* TASK STATEMENT: All entries given below are to be returned word for word.
*** Block opens ***
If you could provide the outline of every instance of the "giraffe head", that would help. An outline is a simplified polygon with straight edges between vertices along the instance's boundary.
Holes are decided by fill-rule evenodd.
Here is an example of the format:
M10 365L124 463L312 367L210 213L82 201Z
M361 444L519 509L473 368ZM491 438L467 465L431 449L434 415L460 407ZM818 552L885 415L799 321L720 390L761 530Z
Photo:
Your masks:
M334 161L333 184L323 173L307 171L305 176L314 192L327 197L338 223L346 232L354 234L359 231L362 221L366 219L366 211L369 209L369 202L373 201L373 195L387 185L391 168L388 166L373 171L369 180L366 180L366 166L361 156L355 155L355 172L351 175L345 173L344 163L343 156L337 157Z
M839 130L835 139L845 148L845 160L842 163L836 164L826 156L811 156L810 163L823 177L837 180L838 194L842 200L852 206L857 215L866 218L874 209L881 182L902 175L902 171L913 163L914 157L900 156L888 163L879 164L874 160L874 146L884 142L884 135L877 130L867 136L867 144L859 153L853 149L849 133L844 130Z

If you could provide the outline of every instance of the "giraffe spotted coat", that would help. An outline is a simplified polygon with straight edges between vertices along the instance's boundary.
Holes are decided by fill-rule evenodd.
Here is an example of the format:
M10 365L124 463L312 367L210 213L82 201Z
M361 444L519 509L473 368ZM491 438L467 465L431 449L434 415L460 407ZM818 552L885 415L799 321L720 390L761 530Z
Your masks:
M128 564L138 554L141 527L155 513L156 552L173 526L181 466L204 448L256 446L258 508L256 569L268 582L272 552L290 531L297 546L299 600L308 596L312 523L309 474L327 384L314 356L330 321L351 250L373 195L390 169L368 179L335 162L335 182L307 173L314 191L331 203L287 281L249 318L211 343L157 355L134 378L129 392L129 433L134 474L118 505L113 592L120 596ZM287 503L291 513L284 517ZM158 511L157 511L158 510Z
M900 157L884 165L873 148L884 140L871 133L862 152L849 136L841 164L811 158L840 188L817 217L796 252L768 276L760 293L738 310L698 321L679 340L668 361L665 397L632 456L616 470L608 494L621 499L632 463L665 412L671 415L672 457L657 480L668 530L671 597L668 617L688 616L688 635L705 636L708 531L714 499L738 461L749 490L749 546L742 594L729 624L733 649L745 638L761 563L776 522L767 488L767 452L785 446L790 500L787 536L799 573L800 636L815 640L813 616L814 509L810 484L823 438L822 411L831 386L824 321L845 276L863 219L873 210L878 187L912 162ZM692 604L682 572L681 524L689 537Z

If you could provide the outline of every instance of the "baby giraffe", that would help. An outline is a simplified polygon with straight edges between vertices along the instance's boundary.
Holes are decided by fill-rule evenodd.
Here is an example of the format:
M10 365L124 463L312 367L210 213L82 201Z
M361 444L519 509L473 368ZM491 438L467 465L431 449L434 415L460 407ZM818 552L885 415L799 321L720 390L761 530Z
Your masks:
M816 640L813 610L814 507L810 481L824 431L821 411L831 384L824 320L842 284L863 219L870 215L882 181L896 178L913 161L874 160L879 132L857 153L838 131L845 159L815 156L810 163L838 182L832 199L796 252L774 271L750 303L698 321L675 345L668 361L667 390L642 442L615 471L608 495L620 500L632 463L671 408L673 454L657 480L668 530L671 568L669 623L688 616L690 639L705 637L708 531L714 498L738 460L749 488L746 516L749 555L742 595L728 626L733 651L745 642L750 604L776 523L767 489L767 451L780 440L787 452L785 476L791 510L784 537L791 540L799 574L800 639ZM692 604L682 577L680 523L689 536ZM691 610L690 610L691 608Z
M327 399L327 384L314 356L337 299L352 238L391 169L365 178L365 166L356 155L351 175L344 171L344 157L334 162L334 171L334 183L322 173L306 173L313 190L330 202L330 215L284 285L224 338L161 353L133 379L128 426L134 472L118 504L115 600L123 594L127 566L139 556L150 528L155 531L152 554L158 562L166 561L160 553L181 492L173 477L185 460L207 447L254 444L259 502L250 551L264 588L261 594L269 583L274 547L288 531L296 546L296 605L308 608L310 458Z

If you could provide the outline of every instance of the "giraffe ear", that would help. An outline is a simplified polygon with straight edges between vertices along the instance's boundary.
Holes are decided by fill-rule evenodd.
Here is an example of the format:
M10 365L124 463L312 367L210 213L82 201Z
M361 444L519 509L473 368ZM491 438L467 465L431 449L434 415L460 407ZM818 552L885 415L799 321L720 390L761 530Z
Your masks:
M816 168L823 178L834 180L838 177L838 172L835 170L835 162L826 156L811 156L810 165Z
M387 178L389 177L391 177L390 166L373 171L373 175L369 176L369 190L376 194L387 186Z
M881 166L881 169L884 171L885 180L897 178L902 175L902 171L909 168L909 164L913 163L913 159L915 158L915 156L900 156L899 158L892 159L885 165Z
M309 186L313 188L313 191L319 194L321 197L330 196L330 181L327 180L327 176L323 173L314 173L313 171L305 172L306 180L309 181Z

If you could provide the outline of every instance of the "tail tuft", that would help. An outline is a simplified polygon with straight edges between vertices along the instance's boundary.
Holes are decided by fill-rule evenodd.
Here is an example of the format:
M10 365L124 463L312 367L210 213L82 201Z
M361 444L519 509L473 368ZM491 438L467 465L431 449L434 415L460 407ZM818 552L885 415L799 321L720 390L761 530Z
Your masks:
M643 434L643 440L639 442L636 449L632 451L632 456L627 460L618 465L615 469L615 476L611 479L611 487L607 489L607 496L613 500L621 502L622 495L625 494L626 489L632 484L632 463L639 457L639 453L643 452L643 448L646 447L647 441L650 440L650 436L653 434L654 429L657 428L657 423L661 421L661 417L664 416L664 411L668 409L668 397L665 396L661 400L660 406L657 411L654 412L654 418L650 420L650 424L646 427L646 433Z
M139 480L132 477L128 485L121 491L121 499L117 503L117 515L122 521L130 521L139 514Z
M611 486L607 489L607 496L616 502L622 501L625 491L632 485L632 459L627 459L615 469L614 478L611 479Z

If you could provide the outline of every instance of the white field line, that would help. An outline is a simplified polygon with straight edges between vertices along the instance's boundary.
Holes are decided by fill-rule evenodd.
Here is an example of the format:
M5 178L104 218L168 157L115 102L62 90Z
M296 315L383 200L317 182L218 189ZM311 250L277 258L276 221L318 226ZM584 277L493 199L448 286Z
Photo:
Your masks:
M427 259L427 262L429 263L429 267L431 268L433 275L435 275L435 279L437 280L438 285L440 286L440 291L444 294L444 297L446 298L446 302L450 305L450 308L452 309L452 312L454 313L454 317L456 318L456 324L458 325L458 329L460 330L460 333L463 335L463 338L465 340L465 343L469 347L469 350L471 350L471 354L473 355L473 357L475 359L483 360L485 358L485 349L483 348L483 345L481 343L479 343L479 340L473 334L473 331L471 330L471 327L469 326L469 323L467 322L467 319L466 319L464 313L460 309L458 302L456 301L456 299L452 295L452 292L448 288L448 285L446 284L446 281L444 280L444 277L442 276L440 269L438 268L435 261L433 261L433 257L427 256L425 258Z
*** Block closes ***
* ANSWER TO THE EXERCISE:
If you could provide the outline of every instance of the "giraffe head", that would help. An outline is a simplified polygon with straight edges between vertices along the instance's boundary.
Holes are decided by fill-rule evenodd.
Here is an example of the format:
M10 365L124 463L312 367L210 213L82 201Z
M361 444L519 509L473 368ZM491 438L467 465L431 449L434 415L460 407ZM818 552L885 415L799 321L720 390L761 530Z
Photo:
Your masks:
M334 161L333 184L323 173L307 171L305 176L314 192L327 197L338 223L346 232L354 234L359 231L362 221L366 219L366 211L369 209L369 202L373 201L373 195L387 185L391 168L388 166L373 171L369 180L366 180L366 166L361 156L355 155L355 172L351 175L345 173L344 163L343 156L337 157Z
M839 130L835 139L845 148L845 160L842 163L836 164L826 156L811 156L810 163L823 177L837 180L838 194L842 200L852 206L857 215L866 218L874 209L881 182L902 175L902 171L913 163L914 157L900 156L888 163L879 164L874 160L874 146L884 142L884 135L877 130L867 136L867 144L859 153L853 149L849 133L844 130Z

If you could provide the outline of every instance of the "giraffe spotted coat", that would help. An outline is a simplified polygon with straight edges between vertices along the instance's boundary.
Holes are decided by fill-rule evenodd.
Here is an example of the format:
M10 365L124 463L312 367L210 213L82 201Z
M361 444L519 509L473 368ZM491 438L467 465L431 449L434 415L460 407ZM818 552L885 415L799 321L720 390L761 530Z
Your masks:
M128 564L138 554L141 527L155 513L156 552L173 526L181 466L204 448L256 446L258 508L256 569L268 582L272 552L290 531L297 546L299 600L308 596L312 523L309 474L327 384L314 356L330 321L351 250L373 195L390 169L368 179L335 162L335 182L307 173L314 191L331 203L287 281L249 318L211 343L157 355L134 378L129 392L129 433L134 474L118 505L113 592L120 596ZM287 503L291 513L284 517ZM158 511L157 511L158 510Z
M900 157L884 165L873 148L884 140L871 133L862 152L849 136L841 164L811 158L840 188L817 217L796 252L768 276L760 293L738 310L698 321L679 340L668 361L665 397L632 456L616 470L608 494L621 499L632 463L665 412L671 415L672 457L657 480L668 530L671 597L668 617L688 616L688 635L705 636L708 531L714 499L738 461L749 490L749 546L742 594L729 624L733 649L745 638L761 563L776 522L767 488L767 452L785 446L790 500L787 536L799 573L800 636L815 640L813 616L814 509L810 484L823 438L822 411L831 386L824 321L845 276L863 219L873 210L878 187L912 162ZM692 604L682 572L681 524L689 537Z

If you could provide the outline of every instance of the "baby giraffe", that would help. An outline is a simplified polygon with straight edges between vertices along the instance's boundary.
Holes are decided by fill-rule evenodd.
Here is an example of the format:
M10 365L124 463L312 367L210 213L82 201Z
M361 444L519 509L473 368ZM491 438L467 465L431 449L434 415L460 407ZM818 552L885 415L799 321L720 390L761 530Z
Your masks:
M816 640L813 610L814 507L810 481L824 431L821 411L831 384L824 320L842 284L863 219L870 215L882 181L896 178L913 161L874 160L879 132L857 153L838 131L845 159L815 156L810 163L838 182L832 199L796 252L774 271L750 303L698 321L675 345L668 361L667 390L642 442L615 471L608 495L620 500L632 463L671 408L673 454L657 480L668 530L671 568L669 623L688 616L690 639L705 637L708 531L714 498L738 460L749 488L746 516L749 555L742 595L728 626L733 651L745 642L750 604L776 523L767 489L767 451L780 440L787 452L785 476L791 510L784 537L791 540L799 574L800 639ZM692 604L682 577L680 523L689 536ZM691 610L690 610L691 608Z
M327 399L327 384L314 356L337 299L352 238L391 169L365 178L365 166L356 155L351 175L344 171L344 157L334 162L334 171L334 183L322 173L306 173L313 190L330 202L330 215L284 285L224 338L161 353L133 379L128 426L134 472L118 504L115 600L123 594L127 566L139 556L150 528L155 531L152 554L158 562L166 561L160 553L181 492L173 477L185 460L207 447L254 444L259 502L250 551L264 588L261 594L269 583L274 547L288 531L296 546L296 605L308 608L310 458Z

If you could provide the outline of every instance of the "giraffe ear", that would help. An outline is a simplified polygon with straight edges between vertices along the instance's boundary.
Holes are decided by fill-rule evenodd.
Here is an example of the format:
M10 365L124 463L312 367L210 213L82 201Z
M361 444L519 509L473 368ZM491 438L467 465L431 449L434 415L460 407ZM818 552L885 415L799 321L720 390L761 530Z
Your masks:
M816 168L823 178L834 180L838 177L838 172L835 170L835 162L826 156L811 156L810 165Z
M387 178L389 177L391 177L390 166L373 171L373 175L369 176L369 190L376 194L387 186Z
M881 166L881 169L884 171L885 180L897 178L902 175L902 171L909 168L909 164L913 163L913 159L915 158L915 156L900 156L899 158L892 159L885 165Z
M309 186L313 188L313 191L319 194L321 197L330 196L330 181L327 180L327 176L323 173L314 173L313 171L305 172L306 180L309 181Z

If you could provide the outline of every instance of the "tail tuft", that would help. An outline is a simplified polygon with straight edges between vertices along the instance's boundary.
Holes are decided by fill-rule evenodd.
Here is an example of the format:
M10 365L124 463L312 367L210 213L82 201Z
M361 444L519 509L473 368ZM491 438L467 465L431 449L434 415L460 407ZM818 552L885 415L799 321L720 390L761 530Z
Your masks:
M643 434L643 440L639 442L636 449L632 451L632 456L627 460L618 465L615 469L615 476L611 479L611 487L607 489L607 496L613 500L621 502L622 495L625 494L626 489L632 484L632 463L639 457L639 453L643 452L643 448L646 447L647 441L650 440L650 436L653 434L654 429L657 428L657 423L661 421L661 417L664 416L664 411L668 409L668 397L665 396L661 400L660 406L657 411L654 412L654 418L650 420L650 424L646 427L646 433Z
M139 480L132 477L128 485L121 491L121 499L117 503L117 515L122 521L130 521L139 514Z
M611 486L607 489L607 496L616 502L622 501L625 491L632 485L632 459L627 459L615 469L614 478L611 479Z

If you could provide the outline of every instance of the white field line, that would help. An outline is a simplified polygon with straight edges between vertices along the instance's boundary.
Holes are decided by fill-rule evenodd.
Here is an example of the format:
M5 178L104 218L168 157L115 102L62 90Z
M296 315L383 200L317 182L218 189ZM311 250L277 258L276 221L318 226ZM584 277L493 199L448 286Z
Photo:
Your masks:
M427 259L427 262L429 263L429 267L431 268L433 275L435 275L435 279L437 280L438 285L440 286L440 291L444 294L444 297L446 298L446 302L450 305L450 308L452 309L452 312L454 313L454 317L456 318L456 324L458 325L458 329L460 330L460 333L463 335L463 338L465 340L465 343L469 347L469 350L471 350L471 354L473 355L473 357L475 359L483 360L485 358L485 349L483 348L483 345L481 343L479 343L479 340L473 334L473 331L471 330L471 327L469 326L469 323L467 322L467 319L466 319L464 313L460 309L458 302L456 301L456 299L452 295L452 292L448 288L448 285L446 284L446 281L444 280L444 277L442 276L440 269L438 268L435 261L433 261L433 257L427 256L425 258Z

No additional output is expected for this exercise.